Et si nous admettions nous être trompés ?

Le capitalisme me fascine : le pouvoir de l’argent est tel qu’il fait perdre la raison à tous, que vous soyez pauvres ou riches, de gauche ou de droite, blanc ou noir, juif ou musulman. Vous en avez envie, et si vous n’en avez pas envie vous en avez besoin. Impossible de s’en passer, impossible d’y résister, il vous en faut, ne serait-ce que pour survivre. Plus on s’en approche, plus on en devient dépendant. D’ailleurs, les analogies avec la drogue sont nombreuses, et il est bien certain que le problème avec l’argent n’est pas d’en obtenir, mais bien plutôt de savoir s’en passer.

 

C’est le monde entier qui fonctionne désormais ainsi, car le système capitaliste a profondément marqué votre esprit, et même votre inconscient. Il a réussi à remplacer chez vous les notions de don, de partage et de fraternité par celles de l’échange, de l’individualisme et de la concurrence. A l’intérieur de vous-même, que vous le vouliez ou pas, vous êtes contraints de réfléchir en ces termes, car le capitalisme fonctionne ainsi : c’est vous ou « eux », et il vaut mieux que ce soit VOUS.

 

La valeur de l’être humain en a elle-même été modifiée, car elle n’est aujourd’hui jugée que selon des critères « calculables », financiers donc. Ce qui compte aujourd’hui n’est plus ce que vous êtes, mais ce que vous faites. Toutes vos actions ne sont plus dirigées que par un critère ultime, qui détermine votre place au sein de la société : votre compte en banque. Si ce que vous faites rapporte de l’argent, alors vous êtes « un type bien », tandis que si vous n’êtes que « un type bien » sans argent, vous ne valez rien. Non seulement aux yeux des autres, mais même à vos propres yeux.

 

Mais si nous nous étions trompés ? Si, au lieu de nous avoir été profitable, le système capitaliste nuisait en définitive au bon fonctionnement de la société, de l’humanité ?

» **Extraits des lignes**
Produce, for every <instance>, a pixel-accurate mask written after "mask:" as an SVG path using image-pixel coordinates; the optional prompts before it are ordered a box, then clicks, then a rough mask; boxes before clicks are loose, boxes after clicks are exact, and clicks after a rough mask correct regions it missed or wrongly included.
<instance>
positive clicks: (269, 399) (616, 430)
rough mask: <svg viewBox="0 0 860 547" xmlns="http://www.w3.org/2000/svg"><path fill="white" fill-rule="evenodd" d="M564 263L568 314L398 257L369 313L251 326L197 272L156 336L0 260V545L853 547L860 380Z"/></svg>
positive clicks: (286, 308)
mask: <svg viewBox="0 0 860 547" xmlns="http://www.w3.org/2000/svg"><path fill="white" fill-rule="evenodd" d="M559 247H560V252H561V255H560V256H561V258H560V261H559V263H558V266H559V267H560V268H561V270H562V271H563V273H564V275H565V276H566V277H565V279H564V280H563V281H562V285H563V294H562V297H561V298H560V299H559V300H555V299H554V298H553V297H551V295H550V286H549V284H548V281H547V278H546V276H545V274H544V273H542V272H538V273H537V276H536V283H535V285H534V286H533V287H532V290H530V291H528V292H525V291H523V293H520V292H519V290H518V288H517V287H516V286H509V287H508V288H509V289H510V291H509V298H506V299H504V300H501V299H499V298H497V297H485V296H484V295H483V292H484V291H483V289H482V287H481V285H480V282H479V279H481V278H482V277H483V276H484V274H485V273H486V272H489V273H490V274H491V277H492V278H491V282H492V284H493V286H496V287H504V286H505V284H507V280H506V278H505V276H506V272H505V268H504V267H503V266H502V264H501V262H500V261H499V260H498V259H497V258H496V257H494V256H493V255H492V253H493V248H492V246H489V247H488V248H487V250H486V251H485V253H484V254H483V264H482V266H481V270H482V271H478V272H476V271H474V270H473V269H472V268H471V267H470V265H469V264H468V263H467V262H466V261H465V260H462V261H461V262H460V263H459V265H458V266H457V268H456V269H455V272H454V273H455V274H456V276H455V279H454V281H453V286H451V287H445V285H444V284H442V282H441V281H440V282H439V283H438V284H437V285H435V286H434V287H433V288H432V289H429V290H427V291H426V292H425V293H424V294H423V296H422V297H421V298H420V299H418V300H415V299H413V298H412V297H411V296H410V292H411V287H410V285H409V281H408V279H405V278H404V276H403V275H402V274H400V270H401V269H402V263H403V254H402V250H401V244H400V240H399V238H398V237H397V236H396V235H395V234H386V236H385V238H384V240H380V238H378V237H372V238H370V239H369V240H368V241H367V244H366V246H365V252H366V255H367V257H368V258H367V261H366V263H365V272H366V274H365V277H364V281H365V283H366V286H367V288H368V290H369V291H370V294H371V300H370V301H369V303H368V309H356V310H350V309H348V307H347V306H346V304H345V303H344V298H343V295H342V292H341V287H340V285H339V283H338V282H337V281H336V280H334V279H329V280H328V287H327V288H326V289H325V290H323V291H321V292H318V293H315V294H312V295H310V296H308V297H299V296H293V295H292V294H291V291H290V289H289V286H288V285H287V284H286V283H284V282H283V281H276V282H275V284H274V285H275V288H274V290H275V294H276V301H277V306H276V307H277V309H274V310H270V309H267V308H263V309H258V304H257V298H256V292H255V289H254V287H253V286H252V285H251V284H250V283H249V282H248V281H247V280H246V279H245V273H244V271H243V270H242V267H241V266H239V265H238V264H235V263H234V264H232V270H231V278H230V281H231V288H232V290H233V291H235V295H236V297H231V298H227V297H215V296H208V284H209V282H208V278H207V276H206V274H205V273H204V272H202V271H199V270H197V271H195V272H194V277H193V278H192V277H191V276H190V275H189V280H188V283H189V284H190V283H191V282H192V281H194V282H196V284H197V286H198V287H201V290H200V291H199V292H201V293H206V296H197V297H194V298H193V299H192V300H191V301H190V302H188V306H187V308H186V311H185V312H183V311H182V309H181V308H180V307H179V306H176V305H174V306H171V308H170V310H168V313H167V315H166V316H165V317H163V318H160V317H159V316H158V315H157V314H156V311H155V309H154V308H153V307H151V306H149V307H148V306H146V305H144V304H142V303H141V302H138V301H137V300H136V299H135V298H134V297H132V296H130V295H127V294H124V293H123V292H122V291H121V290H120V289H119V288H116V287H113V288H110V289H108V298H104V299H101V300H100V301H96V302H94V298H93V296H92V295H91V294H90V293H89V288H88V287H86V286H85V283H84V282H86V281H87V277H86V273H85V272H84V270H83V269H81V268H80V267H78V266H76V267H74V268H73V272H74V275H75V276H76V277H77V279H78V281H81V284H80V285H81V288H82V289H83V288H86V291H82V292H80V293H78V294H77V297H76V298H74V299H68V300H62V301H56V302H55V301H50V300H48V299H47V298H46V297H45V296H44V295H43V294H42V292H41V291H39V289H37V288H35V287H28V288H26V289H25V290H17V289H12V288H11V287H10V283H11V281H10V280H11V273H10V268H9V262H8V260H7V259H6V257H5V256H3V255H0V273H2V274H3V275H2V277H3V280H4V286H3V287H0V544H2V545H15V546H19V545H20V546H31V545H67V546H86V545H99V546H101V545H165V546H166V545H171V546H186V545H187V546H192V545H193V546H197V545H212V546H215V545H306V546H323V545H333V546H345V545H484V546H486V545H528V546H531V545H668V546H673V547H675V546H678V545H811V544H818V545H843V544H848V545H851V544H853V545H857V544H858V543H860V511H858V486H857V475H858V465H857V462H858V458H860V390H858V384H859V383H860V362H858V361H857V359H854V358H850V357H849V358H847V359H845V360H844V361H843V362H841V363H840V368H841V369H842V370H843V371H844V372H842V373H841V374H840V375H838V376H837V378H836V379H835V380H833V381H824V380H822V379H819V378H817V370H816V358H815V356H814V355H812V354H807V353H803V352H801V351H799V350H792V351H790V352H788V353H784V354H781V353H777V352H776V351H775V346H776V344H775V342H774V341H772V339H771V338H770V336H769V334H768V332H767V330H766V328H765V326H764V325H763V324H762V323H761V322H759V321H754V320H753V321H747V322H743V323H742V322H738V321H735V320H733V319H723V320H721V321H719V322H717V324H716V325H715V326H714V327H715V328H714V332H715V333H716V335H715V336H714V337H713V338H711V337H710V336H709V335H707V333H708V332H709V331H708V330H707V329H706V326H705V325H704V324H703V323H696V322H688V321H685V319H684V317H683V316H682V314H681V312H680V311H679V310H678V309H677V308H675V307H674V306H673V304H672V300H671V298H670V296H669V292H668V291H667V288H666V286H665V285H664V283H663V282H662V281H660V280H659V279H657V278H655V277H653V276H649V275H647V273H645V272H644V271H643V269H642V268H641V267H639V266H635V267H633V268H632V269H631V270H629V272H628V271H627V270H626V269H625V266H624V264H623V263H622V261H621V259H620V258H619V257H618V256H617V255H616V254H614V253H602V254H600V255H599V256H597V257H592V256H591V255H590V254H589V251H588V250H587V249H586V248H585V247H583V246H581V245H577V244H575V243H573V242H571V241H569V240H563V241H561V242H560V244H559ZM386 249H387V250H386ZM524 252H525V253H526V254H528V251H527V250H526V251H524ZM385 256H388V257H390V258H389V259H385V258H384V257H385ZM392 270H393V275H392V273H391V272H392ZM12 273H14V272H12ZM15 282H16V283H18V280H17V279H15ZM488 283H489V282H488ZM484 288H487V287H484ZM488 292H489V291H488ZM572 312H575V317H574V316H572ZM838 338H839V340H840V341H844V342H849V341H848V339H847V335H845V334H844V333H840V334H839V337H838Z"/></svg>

---

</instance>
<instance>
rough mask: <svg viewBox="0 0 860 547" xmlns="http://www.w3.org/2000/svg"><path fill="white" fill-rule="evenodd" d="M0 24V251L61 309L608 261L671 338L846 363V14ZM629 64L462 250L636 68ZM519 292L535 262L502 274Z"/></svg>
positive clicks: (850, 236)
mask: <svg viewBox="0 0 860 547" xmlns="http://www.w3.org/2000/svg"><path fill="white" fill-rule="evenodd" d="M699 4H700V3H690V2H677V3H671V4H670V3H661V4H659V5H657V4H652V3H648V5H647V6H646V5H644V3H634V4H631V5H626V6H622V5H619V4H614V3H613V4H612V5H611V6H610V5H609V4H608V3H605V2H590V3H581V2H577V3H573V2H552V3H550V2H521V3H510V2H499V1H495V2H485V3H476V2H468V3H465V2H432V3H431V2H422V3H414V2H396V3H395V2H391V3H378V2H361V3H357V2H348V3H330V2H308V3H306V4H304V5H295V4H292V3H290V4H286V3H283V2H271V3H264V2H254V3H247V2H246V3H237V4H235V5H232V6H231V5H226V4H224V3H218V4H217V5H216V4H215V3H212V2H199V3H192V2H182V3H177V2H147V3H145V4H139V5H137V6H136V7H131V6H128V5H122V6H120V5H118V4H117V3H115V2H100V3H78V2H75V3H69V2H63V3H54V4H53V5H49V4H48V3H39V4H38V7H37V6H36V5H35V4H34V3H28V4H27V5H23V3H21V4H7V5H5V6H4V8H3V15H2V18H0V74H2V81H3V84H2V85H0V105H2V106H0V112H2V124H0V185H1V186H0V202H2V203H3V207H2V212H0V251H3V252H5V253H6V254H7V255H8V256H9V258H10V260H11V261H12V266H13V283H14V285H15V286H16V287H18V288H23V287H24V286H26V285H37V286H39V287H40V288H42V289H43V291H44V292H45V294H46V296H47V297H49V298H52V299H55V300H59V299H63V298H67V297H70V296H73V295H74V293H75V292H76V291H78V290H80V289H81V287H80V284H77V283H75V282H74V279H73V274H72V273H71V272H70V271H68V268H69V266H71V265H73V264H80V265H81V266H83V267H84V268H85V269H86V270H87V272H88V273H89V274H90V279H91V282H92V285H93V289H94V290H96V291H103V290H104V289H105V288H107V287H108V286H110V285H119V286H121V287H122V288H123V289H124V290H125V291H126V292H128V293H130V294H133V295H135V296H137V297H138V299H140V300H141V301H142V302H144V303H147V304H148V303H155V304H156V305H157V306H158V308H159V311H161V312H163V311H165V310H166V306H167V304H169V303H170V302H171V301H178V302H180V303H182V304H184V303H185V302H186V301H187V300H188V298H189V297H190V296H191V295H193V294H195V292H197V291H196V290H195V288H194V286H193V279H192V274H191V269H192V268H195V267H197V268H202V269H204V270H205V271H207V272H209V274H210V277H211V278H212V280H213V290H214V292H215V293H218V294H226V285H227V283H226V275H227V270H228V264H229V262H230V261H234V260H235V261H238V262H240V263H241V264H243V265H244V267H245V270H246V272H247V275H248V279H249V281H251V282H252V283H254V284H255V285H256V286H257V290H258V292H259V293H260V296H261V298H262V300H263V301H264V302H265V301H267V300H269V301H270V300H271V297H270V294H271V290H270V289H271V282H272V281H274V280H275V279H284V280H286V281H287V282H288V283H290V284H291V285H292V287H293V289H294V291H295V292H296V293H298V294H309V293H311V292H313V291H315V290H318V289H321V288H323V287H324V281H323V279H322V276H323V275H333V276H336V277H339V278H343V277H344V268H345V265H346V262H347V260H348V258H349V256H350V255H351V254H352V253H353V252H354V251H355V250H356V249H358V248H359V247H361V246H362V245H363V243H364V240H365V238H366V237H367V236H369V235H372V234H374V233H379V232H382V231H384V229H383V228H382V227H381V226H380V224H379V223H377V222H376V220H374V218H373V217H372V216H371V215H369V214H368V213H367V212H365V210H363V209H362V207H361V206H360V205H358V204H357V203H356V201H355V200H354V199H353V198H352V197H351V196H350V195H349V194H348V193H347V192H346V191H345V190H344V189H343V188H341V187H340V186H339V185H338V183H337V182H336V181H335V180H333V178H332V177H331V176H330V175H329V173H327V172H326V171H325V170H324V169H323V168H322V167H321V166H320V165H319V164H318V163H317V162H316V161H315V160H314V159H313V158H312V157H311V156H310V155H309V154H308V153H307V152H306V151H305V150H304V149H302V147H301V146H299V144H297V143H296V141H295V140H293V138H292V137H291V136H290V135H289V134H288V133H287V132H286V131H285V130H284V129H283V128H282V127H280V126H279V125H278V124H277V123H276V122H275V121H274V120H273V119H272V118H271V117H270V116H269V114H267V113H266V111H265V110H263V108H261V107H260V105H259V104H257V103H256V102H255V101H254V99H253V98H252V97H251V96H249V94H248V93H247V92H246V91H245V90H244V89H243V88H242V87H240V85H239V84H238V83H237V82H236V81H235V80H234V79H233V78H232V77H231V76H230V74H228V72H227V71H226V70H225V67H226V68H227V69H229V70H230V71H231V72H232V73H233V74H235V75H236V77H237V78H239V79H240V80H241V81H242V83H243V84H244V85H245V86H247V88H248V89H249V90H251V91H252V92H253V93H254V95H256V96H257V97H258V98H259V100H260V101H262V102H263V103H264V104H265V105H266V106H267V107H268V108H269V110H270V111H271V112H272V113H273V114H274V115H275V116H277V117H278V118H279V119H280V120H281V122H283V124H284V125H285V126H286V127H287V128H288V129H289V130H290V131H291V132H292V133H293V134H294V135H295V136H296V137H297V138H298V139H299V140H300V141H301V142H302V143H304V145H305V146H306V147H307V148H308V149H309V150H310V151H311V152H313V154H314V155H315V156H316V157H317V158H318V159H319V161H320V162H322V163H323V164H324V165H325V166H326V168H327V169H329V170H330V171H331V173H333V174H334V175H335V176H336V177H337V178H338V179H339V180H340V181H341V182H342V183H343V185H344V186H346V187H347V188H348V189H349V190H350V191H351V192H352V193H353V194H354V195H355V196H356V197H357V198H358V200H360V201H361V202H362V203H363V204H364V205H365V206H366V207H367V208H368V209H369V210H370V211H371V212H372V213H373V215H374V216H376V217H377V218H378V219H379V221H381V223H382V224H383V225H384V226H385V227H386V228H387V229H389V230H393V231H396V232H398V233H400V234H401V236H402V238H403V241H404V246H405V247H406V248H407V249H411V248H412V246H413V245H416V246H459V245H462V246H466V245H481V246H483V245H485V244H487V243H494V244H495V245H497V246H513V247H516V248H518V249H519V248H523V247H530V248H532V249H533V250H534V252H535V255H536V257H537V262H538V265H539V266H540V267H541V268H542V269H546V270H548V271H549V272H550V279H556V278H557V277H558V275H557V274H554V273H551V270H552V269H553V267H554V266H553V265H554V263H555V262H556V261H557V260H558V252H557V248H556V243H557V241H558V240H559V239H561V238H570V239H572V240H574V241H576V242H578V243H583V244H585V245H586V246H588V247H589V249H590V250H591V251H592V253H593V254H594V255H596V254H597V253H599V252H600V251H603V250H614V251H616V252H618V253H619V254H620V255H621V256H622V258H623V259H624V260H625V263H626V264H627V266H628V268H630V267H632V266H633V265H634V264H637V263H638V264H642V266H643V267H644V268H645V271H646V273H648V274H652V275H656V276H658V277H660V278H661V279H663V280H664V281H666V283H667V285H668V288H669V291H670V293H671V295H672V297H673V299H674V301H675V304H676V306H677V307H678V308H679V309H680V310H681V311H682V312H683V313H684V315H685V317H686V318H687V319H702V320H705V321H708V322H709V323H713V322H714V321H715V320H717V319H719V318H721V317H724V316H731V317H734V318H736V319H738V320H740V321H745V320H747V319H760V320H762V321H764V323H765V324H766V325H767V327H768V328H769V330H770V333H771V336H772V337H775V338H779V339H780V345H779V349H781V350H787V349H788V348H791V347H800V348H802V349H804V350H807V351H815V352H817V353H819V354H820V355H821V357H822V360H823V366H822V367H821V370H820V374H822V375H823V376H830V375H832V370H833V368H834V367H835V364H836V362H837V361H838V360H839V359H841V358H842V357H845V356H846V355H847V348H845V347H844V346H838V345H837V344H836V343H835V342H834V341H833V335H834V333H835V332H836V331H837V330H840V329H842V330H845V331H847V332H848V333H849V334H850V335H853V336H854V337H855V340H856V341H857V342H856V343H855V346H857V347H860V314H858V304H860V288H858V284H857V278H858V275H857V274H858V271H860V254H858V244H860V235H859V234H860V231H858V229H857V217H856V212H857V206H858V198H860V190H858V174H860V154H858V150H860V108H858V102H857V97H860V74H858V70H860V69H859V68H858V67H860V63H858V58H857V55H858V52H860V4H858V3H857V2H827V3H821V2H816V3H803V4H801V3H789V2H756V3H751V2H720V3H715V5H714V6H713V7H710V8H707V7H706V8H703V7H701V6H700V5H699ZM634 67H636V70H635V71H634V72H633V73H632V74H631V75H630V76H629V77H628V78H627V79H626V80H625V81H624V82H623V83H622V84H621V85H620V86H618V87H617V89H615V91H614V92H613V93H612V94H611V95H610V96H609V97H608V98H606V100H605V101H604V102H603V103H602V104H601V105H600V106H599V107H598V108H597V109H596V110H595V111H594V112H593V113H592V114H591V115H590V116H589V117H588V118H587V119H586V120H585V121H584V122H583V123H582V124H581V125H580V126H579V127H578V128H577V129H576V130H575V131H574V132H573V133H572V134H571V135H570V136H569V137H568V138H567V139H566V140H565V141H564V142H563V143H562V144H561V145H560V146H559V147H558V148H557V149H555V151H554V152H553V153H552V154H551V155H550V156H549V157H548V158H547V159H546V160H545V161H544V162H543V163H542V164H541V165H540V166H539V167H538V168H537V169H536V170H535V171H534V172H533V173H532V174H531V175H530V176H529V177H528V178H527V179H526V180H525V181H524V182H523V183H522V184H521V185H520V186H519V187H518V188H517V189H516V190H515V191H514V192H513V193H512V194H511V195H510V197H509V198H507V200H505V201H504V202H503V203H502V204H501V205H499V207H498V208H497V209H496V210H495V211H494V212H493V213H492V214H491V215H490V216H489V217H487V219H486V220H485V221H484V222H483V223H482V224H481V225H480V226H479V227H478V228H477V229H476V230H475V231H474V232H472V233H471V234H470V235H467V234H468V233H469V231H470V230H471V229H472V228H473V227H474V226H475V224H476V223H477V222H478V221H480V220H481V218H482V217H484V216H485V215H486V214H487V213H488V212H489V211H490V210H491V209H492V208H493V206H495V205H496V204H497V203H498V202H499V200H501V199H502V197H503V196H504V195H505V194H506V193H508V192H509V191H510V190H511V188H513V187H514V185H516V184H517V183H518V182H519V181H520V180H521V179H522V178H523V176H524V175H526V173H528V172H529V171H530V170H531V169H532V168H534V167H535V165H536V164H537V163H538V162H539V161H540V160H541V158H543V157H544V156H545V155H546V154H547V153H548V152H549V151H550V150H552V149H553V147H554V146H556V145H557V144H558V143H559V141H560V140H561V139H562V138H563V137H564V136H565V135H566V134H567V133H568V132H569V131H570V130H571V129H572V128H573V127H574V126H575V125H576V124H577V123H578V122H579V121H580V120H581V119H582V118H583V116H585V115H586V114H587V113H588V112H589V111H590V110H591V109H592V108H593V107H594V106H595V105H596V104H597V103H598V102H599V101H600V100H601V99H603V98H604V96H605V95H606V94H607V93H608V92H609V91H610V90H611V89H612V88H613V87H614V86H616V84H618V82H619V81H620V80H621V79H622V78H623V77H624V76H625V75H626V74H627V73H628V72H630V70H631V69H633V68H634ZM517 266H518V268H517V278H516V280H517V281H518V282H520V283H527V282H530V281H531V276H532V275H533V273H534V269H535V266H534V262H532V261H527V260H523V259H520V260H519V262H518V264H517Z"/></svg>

» **Liste des tâches**
- 1) Recopiez le passage du texte sur le capitalisme allant de « Mais si nous » jusqu'à « société, de l’humanité ? ».
- 2) Répondez à ces questions sur le texte sur le capitalisme :
(a) Avec quoi le texte établit-il de nombreuses analogies à propos de l'argent ?
(b) Par quelles notions le système capitaliste a-t-il remplacé celles de don, de partage et de fraternité ?
(c) Quel critère ultime détermine la place de chacun au sein de la société ?
Servez-vous uniquement du texte sur le capitalisme.

» **Réponses rédigées**
- 1)
Mais si nous nous étions trompés ? Si, au lieu de nous avoir été profitable, le système capitaliste nuisait en définitive au bon fonctionnement de la société, de l’humanité ?

- 2)
(a) Avec la drogue.
(b) Par celles de l'échange, de l'individualisme et de la concurrence.
(c) Le compte en banque.